**Problem to work on:**
Write out exactly the lines running from the line that includes "Phrase: sky" to the end of the data, both ends included, and nothing besides.

**Data to process:**
*****

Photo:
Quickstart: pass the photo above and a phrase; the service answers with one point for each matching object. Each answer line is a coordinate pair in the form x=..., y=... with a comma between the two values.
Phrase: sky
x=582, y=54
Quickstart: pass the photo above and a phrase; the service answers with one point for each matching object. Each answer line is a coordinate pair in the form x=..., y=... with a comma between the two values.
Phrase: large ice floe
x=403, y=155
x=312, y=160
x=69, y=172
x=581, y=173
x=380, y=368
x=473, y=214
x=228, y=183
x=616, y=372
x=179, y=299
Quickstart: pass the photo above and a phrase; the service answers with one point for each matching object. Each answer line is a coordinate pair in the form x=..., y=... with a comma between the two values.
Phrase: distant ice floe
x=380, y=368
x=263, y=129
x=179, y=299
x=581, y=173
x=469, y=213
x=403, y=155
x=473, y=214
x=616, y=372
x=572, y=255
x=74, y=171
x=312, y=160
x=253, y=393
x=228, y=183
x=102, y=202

*****

**Expected output:**
Phrase: sky
x=582, y=54
Quickstart: pass the photo above and a phrase; the service answers with one point for each matching object. Each answer line is a coordinate pair in the form x=..., y=... with a comma between the two values.
Phrase: large ice floe
x=403, y=155
x=312, y=160
x=69, y=172
x=581, y=173
x=380, y=368
x=473, y=214
x=228, y=183
x=616, y=372
x=179, y=299
Quickstart: pass the photo above and a phrase; the service answers with one point for each matching object. Each answer line is a coordinate pair in the form x=..., y=... with a comma between the two values.
Phrase: distant ice floe
x=380, y=368
x=263, y=129
x=179, y=299
x=581, y=173
x=469, y=213
x=403, y=155
x=473, y=214
x=616, y=372
x=572, y=255
x=74, y=171
x=312, y=160
x=253, y=393
x=228, y=183
x=102, y=202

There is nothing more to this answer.